Stored data
- Opening Delimiter -

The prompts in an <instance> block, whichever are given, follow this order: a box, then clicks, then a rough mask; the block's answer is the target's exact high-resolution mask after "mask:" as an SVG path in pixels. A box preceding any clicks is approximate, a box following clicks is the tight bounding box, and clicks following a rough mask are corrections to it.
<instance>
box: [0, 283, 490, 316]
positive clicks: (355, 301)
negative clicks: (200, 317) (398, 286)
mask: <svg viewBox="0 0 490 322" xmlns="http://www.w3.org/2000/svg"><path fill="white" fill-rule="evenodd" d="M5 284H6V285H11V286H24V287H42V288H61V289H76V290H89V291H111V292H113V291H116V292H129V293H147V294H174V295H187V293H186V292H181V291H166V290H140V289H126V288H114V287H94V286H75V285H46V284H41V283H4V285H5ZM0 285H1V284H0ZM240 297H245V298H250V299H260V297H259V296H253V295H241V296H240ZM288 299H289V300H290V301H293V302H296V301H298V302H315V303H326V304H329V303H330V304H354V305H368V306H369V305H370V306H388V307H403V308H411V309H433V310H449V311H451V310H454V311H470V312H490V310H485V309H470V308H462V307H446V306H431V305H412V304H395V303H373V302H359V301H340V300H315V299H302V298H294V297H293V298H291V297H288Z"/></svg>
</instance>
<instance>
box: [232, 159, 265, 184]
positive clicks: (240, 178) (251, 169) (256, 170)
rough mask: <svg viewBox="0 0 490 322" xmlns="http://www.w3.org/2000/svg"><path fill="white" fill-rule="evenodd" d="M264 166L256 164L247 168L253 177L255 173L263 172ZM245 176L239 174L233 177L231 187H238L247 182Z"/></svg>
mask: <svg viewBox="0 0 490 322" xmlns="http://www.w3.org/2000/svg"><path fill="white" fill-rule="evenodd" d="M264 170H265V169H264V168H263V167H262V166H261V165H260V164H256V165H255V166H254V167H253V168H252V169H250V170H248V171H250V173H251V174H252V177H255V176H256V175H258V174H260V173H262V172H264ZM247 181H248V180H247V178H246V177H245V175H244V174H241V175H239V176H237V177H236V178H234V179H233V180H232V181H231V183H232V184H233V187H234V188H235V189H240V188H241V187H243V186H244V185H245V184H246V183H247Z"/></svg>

- Closing Delimiter -

Could you write out all the entries again with "positive clicks" swapped for "foreground clicks" and everything else left as it is?

*WORKED SOLUTION:*
The prompts in an <instance> block, whichever are given, follow this order: a box, then clicks, then a rough mask; the block's answer is the target's exact high-resolution mask after "mask:" as an SVG path in pixels. A box preceding any clicks is approximate, a box following clicks is the tight bounding box, and clicks following a rough mask are corrections to it.
<instance>
box: [0, 283, 490, 316]
foreground clicks: (355, 301)
negative clicks: (200, 317) (398, 286)
mask: <svg viewBox="0 0 490 322" xmlns="http://www.w3.org/2000/svg"><path fill="white" fill-rule="evenodd" d="M5 284H6V285H11V286H24V287H42V288H61V289H76V290H89V291H111V292H113V291H116V292H129V293H147V294H174V295H187V293H186V292H181V291H166V290H140V289H126V288H114V287H94V286H75V285H46V284H41V283H4V285H5ZM0 285H1V284H0ZM240 297H245V298H250V299H260V297H259V296H253V295H241V296H240ZM288 299H289V300H290V301H293V302H296V301H298V302H315V303H326V304H329V303H330V304H354V305H368V306H369V305H370V306H388V307H403V308H411V309H433V310H449V311H451V310H454V311H470V312H490V310H485V309H470V308H462V307H446V306H431V305H412V304H395V303H373V302H359V301H340V300H315V299H302V298H294V297H293V298H291V297H288Z"/></svg>
</instance>
<instance>
box: [232, 159, 265, 184]
foreground clicks: (240, 178) (251, 169) (256, 170)
rough mask: <svg viewBox="0 0 490 322" xmlns="http://www.w3.org/2000/svg"><path fill="white" fill-rule="evenodd" d="M264 166L256 164L247 168L253 177L255 173L263 172ZM245 176L239 174L233 177L231 187H238L247 182Z"/></svg>
mask: <svg viewBox="0 0 490 322" xmlns="http://www.w3.org/2000/svg"><path fill="white" fill-rule="evenodd" d="M264 170H265V169H264V168H263V167H262V166H261V165H260V164H256V165H255V166H254V167H253V168H252V169H250V170H248V171H250V173H251V174H252V177H255V176H256V175H258V174H260V173H262V172H264ZM247 181H248V180H247V178H246V177H245V175H244V174H241V175H239V176H237V177H236V178H234V179H233V180H232V181H231V183H232V184H233V187H234V188H235V189H240V188H241V187H243V186H244V185H245V184H246V183H247Z"/></svg>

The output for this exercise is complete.